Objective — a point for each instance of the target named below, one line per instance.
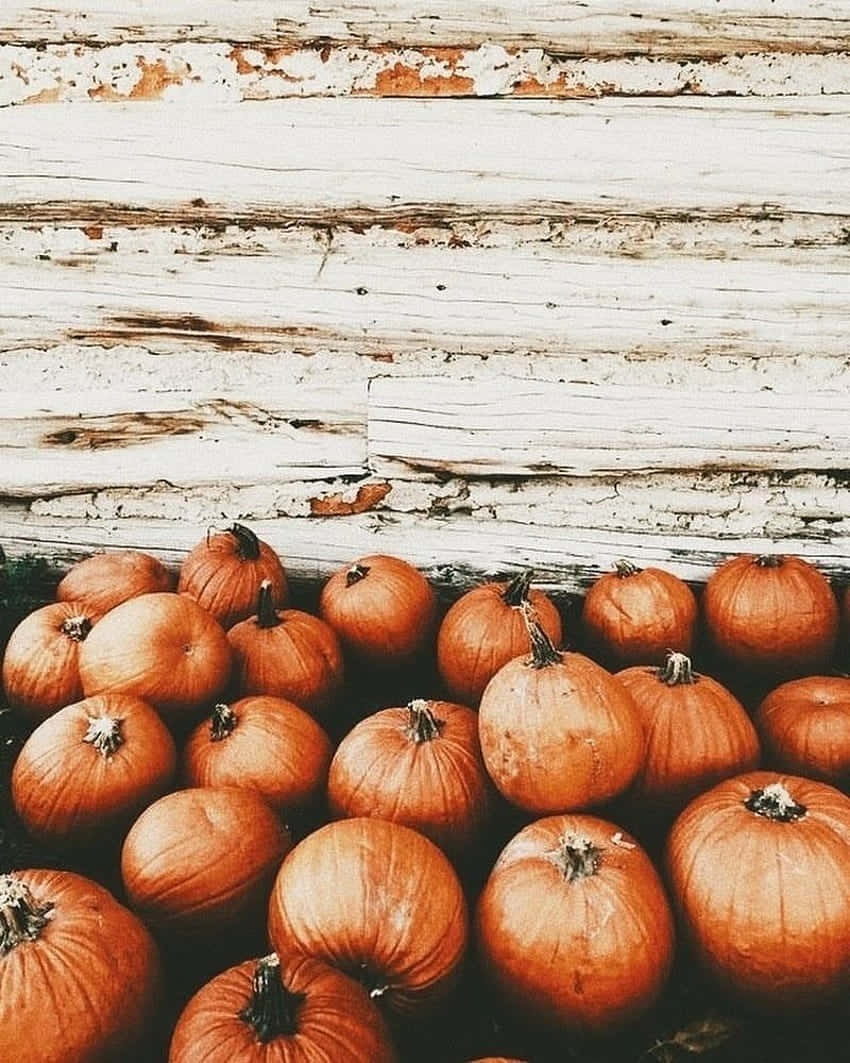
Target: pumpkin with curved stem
(289, 654)
(573, 926)
(485, 629)
(299, 1011)
(103, 580)
(266, 744)
(634, 616)
(162, 647)
(804, 727)
(86, 772)
(383, 609)
(80, 976)
(41, 660)
(379, 901)
(759, 874)
(770, 617)
(419, 765)
(697, 734)
(558, 732)
(223, 573)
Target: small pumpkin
(289, 654)
(697, 734)
(41, 660)
(558, 732)
(266, 744)
(162, 647)
(804, 726)
(485, 629)
(80, 976)
(103, 580)
(574, 929)
(770, 617)
(383, 609)
(299, 1011)
(223, 572)
(760, 877)
(379, 901)
(634, 616)
(86, 772)
(419, 765)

--- --- ---

• **DIRECTIVE**
Repeat the material exactly as it reads, without any of its pictures.

• **FINAL RESULT**
Objective — a point for each instance of the target named below, one line per instance.
Target: pumpkin with curved stem
(289, 654)
(573, 926)
(485, 629)
(299, 1011)
(103, 580)
(266, 744)
(634, 616)
(162, 647)
(804, 727)
(86, 772)
(383, 609)
(80, 976)
(41, 660)
(379, 901)
(759, 874)
(770, 617)
(419, 765)
(697, 734)
(558, 732)
(223, 573)
Target: small pumpkin
(289, 654)
(697, 734)
(41, 660)
(558, 732)
(266, 744)
(162, 647)
(804, 726)
(485, 629)
(80, 976)
(103, 580)
(574, 929)
(770, 617)
(383, 609)
(299, 1011)
(223, 572)
(760, 877)
(379, 901)
(634, 616)
(86, 772)
(419, 765)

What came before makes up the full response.